[Opening EXERCISE INPUT section]

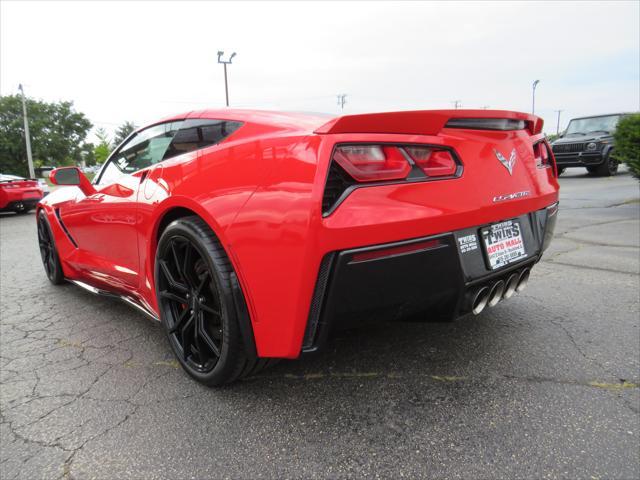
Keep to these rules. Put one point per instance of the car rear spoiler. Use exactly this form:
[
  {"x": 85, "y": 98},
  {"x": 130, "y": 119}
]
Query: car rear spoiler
[{"x": 431, "y": 122}]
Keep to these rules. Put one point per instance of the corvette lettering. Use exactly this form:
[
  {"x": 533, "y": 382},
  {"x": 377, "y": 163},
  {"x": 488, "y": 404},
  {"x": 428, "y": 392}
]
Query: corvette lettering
[{"x": 511, "y": 196}]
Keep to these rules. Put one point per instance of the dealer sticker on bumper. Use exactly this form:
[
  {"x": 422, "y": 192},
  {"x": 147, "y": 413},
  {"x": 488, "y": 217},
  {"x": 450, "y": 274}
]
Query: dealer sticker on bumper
[{"x": 503, "y": 243}]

[Closing EXERCISE INPUT section]

» **TASK**: If a record holds a picture, leave the picture out, but copy everything else exactly.

» **RESULT OF THE TASK**:
Keep to these rules. Put one point per instance of the car rear spoiler. Use exactly this form:
[
  {"x": 85, "y": 98},
  {"x": 130, "y": 119}
]
Query: car rear spoiler
[{"x": 431, "y": 122}]
Keep to these rules. Put one point per instance of the corvette lettering. Use exactly this form:
[
  {"x": 533, "y": 382},
  {"x": 377, "y": 163},
  {"x": 488, "y": 404},
  {"x": 428, "y": 392}
]
Query: corvette lettering
[{"x": 511, "y": 196}]
Keep to these rules. Put one point per instance of the dealer sticker on bumper. Use exactly this form:
[
  {"x": 422, "y": 192},
  {"x": 147, "y": 413},
  {"x": 488, "y": 217},
  {"x": 450, "y": 274}
]
Query: dealer sticker on bumper
[{"x": 503, "y": 243}]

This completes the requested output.